Region annotation entries:
┄┄┄┄┄┄┄┄┄┄

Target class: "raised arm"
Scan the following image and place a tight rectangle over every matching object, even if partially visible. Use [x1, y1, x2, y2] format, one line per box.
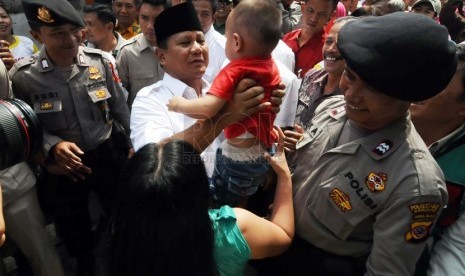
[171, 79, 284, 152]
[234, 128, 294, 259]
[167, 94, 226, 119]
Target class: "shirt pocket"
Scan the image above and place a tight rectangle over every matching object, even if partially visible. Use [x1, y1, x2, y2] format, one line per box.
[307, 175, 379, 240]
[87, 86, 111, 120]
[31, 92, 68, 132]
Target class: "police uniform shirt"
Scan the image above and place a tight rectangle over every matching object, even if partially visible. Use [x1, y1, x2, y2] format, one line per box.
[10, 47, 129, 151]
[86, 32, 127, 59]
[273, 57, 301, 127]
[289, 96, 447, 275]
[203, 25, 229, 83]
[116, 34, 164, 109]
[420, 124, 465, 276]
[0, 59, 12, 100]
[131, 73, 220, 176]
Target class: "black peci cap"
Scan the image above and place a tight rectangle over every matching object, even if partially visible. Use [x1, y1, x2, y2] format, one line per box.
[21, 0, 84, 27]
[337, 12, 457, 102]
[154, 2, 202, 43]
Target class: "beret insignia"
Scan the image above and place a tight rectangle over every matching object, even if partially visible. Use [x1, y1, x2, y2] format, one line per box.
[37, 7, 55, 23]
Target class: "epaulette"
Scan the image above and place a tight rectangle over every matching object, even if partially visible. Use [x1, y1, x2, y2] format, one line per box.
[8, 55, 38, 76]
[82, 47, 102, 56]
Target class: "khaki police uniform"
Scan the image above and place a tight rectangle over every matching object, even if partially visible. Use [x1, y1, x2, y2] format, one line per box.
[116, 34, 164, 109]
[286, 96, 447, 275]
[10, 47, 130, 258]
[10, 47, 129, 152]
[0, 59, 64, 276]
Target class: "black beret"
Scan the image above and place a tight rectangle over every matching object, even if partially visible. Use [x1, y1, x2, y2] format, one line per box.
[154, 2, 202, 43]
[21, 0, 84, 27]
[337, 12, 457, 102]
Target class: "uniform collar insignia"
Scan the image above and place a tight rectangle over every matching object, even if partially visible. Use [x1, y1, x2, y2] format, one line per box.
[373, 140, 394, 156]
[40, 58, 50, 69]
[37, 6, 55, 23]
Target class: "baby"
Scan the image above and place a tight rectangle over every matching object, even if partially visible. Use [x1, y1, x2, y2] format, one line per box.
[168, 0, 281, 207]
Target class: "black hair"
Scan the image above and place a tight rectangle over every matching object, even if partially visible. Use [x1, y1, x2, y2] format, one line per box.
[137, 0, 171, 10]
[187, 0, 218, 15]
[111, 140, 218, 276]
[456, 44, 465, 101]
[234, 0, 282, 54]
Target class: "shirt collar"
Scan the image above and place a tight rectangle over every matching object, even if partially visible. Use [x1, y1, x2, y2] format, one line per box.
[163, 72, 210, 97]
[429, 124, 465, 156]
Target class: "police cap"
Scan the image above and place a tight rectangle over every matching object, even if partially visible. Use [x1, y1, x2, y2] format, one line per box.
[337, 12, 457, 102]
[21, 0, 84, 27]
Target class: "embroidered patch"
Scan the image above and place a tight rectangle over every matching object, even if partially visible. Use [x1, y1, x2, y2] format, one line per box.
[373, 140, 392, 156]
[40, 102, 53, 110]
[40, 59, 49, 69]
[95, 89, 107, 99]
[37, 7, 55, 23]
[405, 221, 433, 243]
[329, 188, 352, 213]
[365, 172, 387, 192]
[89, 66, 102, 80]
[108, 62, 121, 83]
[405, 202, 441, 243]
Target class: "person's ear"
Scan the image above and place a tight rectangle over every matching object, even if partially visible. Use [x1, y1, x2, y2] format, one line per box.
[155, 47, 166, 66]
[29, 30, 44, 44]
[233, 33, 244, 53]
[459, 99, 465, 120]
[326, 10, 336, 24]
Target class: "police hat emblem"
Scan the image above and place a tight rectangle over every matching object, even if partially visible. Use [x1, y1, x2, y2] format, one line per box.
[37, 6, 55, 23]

┄┄┄┄┄┄┄┄┄┄

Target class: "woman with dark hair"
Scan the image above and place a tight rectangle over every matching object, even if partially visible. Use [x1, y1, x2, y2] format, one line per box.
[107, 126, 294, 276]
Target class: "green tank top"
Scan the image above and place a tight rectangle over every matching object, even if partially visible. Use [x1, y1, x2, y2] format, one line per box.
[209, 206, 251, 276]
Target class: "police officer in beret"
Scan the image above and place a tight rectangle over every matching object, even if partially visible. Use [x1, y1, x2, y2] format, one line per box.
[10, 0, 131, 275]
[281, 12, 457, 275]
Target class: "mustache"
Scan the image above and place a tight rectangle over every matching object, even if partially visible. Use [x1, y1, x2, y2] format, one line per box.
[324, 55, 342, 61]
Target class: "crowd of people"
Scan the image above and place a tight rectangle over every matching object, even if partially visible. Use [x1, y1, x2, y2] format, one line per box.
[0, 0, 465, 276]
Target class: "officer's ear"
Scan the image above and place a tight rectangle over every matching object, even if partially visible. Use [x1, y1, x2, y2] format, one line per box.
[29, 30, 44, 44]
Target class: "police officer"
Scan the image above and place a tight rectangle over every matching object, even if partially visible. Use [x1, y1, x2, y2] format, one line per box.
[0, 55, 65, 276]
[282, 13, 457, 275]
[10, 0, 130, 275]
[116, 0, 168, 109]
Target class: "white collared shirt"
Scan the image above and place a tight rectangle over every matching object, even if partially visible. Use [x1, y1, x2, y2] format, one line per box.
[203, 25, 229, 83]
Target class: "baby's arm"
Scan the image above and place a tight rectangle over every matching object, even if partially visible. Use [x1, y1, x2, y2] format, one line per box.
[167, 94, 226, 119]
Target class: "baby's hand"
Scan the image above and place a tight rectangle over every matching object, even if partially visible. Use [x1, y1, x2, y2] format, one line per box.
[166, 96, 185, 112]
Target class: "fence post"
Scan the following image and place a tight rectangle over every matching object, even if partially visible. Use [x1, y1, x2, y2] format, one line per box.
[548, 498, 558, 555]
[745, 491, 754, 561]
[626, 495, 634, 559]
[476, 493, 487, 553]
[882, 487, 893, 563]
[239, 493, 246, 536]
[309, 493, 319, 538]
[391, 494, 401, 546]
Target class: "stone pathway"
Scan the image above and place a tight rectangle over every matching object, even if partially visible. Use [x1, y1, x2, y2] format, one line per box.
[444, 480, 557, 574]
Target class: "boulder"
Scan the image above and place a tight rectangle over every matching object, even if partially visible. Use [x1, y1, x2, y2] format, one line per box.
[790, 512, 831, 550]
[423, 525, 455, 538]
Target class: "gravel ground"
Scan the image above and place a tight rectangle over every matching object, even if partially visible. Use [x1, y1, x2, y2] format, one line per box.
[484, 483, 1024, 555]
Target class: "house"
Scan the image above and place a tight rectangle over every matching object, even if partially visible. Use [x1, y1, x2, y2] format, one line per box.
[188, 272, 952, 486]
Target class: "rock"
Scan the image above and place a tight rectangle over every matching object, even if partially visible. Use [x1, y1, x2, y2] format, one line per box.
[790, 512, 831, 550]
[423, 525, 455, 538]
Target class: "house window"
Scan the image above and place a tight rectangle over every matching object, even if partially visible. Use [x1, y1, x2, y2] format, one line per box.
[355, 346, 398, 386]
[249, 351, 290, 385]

┄┄┄┄┄┄┄┄┄┄

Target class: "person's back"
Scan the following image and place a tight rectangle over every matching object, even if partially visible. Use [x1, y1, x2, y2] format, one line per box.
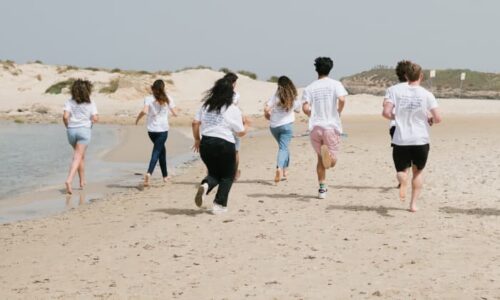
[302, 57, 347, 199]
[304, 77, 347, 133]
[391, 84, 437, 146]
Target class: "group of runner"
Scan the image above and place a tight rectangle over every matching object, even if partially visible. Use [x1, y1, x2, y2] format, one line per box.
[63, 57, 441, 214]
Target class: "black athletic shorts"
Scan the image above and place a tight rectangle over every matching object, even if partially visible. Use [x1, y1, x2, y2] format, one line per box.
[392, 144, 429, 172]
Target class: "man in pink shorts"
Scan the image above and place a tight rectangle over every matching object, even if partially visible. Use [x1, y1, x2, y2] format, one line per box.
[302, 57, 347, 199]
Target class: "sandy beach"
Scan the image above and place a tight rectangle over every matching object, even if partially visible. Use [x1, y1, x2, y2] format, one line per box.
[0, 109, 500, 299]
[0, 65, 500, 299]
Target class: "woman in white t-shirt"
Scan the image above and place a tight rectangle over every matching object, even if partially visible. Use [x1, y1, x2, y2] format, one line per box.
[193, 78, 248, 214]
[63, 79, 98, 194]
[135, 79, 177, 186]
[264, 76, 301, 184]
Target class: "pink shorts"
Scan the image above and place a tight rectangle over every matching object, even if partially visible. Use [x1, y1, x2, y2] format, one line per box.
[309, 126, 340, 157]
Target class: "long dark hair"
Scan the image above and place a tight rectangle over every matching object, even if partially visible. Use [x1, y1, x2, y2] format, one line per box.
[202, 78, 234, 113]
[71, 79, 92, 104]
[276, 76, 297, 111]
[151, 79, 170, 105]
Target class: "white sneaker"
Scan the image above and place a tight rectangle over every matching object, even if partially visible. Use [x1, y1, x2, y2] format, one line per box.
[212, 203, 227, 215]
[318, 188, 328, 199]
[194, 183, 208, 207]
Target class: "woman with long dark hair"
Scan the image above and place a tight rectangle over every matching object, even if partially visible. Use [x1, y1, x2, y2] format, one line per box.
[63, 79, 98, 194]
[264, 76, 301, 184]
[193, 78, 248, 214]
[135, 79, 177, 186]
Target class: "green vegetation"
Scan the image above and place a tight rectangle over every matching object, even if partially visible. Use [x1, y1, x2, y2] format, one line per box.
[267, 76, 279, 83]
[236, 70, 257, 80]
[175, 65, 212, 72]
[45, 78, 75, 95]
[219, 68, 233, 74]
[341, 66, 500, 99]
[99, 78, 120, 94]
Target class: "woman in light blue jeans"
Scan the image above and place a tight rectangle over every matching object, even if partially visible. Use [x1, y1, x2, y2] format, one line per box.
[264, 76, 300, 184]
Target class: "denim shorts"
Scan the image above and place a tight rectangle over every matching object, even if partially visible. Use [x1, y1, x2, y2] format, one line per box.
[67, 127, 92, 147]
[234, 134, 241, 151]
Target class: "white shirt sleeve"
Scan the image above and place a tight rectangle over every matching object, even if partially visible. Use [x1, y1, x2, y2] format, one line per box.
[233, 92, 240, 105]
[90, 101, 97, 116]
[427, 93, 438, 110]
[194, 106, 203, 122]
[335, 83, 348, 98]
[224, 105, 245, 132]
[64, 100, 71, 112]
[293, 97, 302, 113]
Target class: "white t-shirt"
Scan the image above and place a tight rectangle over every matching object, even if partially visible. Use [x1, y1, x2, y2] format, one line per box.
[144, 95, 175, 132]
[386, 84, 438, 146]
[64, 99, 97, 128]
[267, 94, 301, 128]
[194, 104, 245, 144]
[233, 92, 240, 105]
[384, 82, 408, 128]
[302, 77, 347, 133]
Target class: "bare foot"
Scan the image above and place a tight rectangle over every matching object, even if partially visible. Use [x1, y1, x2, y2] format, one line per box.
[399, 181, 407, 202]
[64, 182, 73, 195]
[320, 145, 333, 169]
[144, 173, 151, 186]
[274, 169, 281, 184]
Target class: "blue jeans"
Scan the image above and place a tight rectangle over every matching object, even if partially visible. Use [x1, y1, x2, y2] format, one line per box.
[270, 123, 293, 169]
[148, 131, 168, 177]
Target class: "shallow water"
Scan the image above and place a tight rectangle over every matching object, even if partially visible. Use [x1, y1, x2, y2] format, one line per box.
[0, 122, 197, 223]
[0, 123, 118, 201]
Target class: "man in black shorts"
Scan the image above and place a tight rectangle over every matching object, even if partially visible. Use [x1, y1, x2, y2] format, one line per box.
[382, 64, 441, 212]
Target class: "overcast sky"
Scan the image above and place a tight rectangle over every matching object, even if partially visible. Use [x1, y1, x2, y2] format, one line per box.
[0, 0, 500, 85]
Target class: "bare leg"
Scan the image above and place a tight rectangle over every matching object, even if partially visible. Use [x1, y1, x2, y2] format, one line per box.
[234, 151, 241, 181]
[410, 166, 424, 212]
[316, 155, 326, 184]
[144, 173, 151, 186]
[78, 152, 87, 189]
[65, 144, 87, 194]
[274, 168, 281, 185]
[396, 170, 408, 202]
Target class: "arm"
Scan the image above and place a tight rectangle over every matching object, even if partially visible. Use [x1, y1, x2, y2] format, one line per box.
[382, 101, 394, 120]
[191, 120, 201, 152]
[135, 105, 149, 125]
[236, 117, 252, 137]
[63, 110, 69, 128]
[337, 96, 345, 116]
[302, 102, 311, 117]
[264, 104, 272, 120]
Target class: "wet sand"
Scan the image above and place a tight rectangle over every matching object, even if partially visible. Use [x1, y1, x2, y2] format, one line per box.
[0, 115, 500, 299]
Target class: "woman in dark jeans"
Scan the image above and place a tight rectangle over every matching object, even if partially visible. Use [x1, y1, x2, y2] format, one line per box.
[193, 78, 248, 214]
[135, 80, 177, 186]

┄┄┄┄┄┄┄┄┄┄

Problem requirements:
Gather every line above that contains the string "shorts".

Response:
Target class: "black athletic shorts"
Target class: "man in pink shorts"
Target class: "pink shorts"
Target class: "denim shorts"
Target class: "man in black shorts"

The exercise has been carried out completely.